**Exercise goal**. An exact copy of every entry is needed, with the images left out.

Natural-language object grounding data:
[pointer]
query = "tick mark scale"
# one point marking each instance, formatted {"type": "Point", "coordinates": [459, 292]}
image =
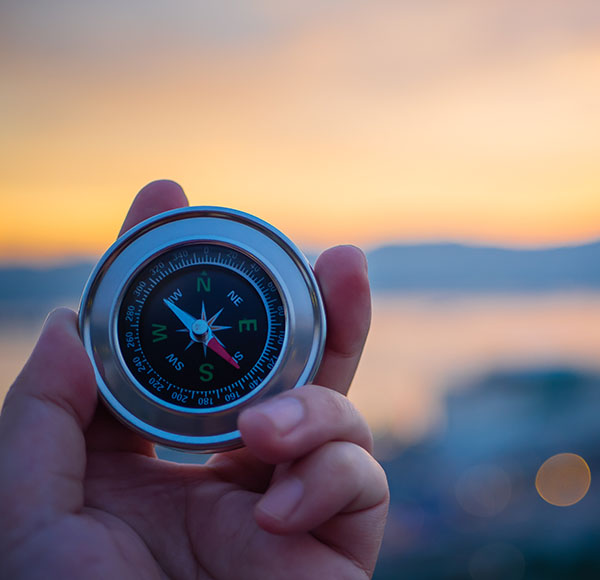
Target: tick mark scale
{"type": "Point", "coordinates": [196, 314]}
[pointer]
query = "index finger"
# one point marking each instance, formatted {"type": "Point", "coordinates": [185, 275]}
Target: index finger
{"type": "Point", "coordinates": [342, 276]}
{"type": "Point", "coordinates": [156, 197]}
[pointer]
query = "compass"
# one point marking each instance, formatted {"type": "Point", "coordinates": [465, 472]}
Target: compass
{"type": "Point", "coordinates": [196, 314]}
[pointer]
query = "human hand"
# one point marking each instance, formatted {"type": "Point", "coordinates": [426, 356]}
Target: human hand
{"type": "Point", "coordinates": [83, 497]}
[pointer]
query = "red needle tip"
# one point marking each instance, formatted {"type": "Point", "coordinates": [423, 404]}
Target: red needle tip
{"type": "Point", "coordinates": [215, 346]}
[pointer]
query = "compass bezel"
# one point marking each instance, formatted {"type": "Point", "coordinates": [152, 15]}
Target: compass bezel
{"type": "Point", "coordinates": [302, 349]}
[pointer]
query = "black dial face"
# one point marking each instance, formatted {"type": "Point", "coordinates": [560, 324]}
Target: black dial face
{"type": "Point", "coordinates": [201, 326]}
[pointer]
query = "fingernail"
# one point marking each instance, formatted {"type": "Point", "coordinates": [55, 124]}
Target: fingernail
{"type": "Point", "coordinates": [282, 499]}
{"type": "Point", "coordinates": [285, 413]}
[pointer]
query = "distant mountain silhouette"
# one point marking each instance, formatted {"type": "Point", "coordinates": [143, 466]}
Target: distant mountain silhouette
{"type": "Point", "coordinates": [455, 267]}
{"type": "Point", "coordinates": [27, 292]}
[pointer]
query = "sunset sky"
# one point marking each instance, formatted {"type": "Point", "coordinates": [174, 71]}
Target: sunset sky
{"type": "Point", "coordinates": [360, 121]}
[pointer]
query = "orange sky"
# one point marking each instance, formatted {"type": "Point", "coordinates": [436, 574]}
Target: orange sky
{"type": "Point", "coordinates": [363, 122]}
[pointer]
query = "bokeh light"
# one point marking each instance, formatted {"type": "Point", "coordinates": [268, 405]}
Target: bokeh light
{"type": "Point", "coordinates": [563, 479]}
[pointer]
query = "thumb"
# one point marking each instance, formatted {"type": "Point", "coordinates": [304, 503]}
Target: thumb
{"type": "Point", "coordinates": [42, 445]}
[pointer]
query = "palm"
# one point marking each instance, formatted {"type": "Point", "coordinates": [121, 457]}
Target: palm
{"type": "Point", "coordinates": [91, 500]}
{"type": "Point", "coordinates": [208, 510]}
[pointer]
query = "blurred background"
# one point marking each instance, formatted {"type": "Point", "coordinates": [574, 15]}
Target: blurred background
{"type": "Point", "coordinates": [456, 142]}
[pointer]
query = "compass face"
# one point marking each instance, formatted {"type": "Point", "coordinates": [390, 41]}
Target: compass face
{"type": "Point", "coordinates": [194, 315]}
{"type": "Point", "coordinates": [201, 326]}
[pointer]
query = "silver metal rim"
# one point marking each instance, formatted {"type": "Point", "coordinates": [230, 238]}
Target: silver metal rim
{"type": "Point", "coordinates": [305, 321]}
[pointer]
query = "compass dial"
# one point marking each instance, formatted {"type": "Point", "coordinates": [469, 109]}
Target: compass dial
{"type": "Point", "coordinates": [196, 314]}
{"type": "Point", "coordinates": [201, 326]}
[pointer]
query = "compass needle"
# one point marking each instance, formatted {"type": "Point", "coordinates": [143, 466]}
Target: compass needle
{"type": "Point", "coordinates": [182, 278]}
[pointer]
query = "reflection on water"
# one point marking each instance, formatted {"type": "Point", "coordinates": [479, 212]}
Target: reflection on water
{"type": "Point", "coordinates": [420, 347]}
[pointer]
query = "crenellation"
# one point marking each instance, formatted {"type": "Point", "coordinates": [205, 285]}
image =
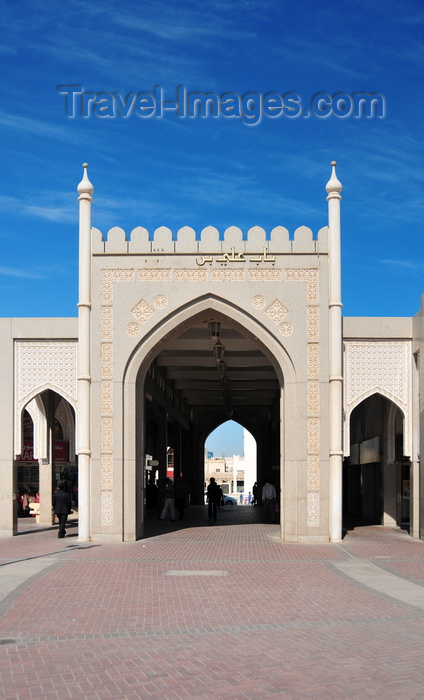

**Reply to the task**.
[pointer]
query = "tick mark scale"
# one point marking each instance, formatted {"type": "Point", "coordinates": [459, 292]}
image =
Target: tick mark scale
{"type": "Point", "coordinates": [196, 314]}
[pointer]
query = "index finger"
# one point marking each instance, formatted {"type": "Point", "coordinates": [185, 275]}
Target: index finger
{"type": "Point", "coordinates": [342, 276]}
{"type": "Point", "coordinates": [156, 197]}
[pointer]
query = "compass"
# one point marking each instance, formatted {"type": "Point", "coordinates": [465, 472]}
Target: compass
{"type": "Point", "coordinates": [196, 314]}
[pointer]
query = "human hand"
# one point marking each instance, formatted {"type": "Point", "coordinates": [426, 356]}
Target: human hand
{"type": "Point", "coordinates": [83, 497]}
[pointer]
query = "red needle tip"
# one point marking each instance, formatted {"type": "Point", "coordinates": [423, 404]}
Target: red needle tip
{"type": "Point", "coordinates": [215, 346]}
[pointer]
query = "compass bezel"
# one point marking each instance, formatted {"type": "Point", "coordinates": [152, 15]}
Target: compass bezel
{"type": "Point", "coordinates": [302, 349]}
[pointer]
query = "black dial face"
# one point marking each instance, formatted {"type": "Point", "coordinates": [560, 324]}
Target: black dial face
{"type": "Point", "coordinates": [201, 326]}
[pointer]
query = "fingernail"
# one point marking each instance, formatted {"type": "Point", "coordinates": [55, 124]}
Target: fingernail
{"type": "Point", "coordinates": [282, 499]}
{"type": "Point", "coordinates": [285, 413]}
[pointer]
query = "distant mountain silhouette"
# one point marking each instance, formatted {"type": "Point", "coordinates": [143, 466]}
Target: distant mountain silhouette
{"type": "Point", "coordinates": [455, 267]}
{"type": "Point", "coordinates": [27, 292]}
[pointer]
query = "sunset sky"
# one point marking each instance, formatted {"type": "Point", "coordinates": [174, 71]}
Target: sunset sky
{"type": "Point", "coordinates": [360, 121]}
[pointer]
query = "orange sky"
# one point marking each instance, formatted {"type": "Point", "coordinates": [436, 574]}
Target: orange sky
{"type": "Point", "coordinates": [363, 122]}
[pointer]
query = "bokeh light"
# one point marking each instance, formatted {"type": "Point", "coordinates": [268, 405]}
Target: bokeh light
{"type": "Point", "coordinates": [563, 479]}
[pointer]
query = "thumb"
# one point marking each instance, formatted {"type": "Point", "coordinates": [304, 503]}
Target: thumb
{"type": "Point", "coordinates": [42, 445]}
[pointer]
query = "palm"
# one point marking each instance, formatted {"type": "Point", "coordinates": [121, 457]}
Target: palm
{"type": "Point", "coordinates": [91, 500]}
{"type": "Point", "coordinates": [208, 510]}
[pointer]
query = "blurred background"
# one point marking each instance, formatted {"type": "Point", "coordinates": [574, 15]}
Target: blurred background
{"type": "Point", "coordinates": [456, 142]}
[pointer]
query = "compass face"
# one point marking each instance, formatted {"type": "Point", "coordinates": [390, 41]}
Target: compass face
{"type": "Point", "coordinates": [194, 315]}
{"type": "Point", "coordinates": [201, 326]}
[pointer]
query = "silver metal rim"
# one point marking each instance, formatted {"type": "Point", "coordinates": [230, 238]}
Target: silver metal rim
{"type": "Point", "coordinates": [305, 321]}
[pointer]
query = "compass dial"
# one point marking each instance, formatted {"type": "Point", "coordinates": [469, 109]}
Target: compass dial
{"type": "Point", "coordinates": [196, 314]}
{"type": "Point", "coordinates": [201, 326]}
[pointer]
query = "compass needle"
# one point marking each instance, formatted {"type": "Point", "coordinates": [143, 466]}
Target: compass needle
{"type": "Point", "coordinates": [182, 278]}
[pointer]
query = "reflection on water"
# one point marking each instance, formatted {"type": "Point", "coordinates": [479, 212]}
Target: reflection on water
{"type": "Point", "coordinates": [420, 347]}
[pointer]
query = "crenellation"
# one point marking each instance, formatted {"type": "Point", "coordinates": [205, 285]}
image =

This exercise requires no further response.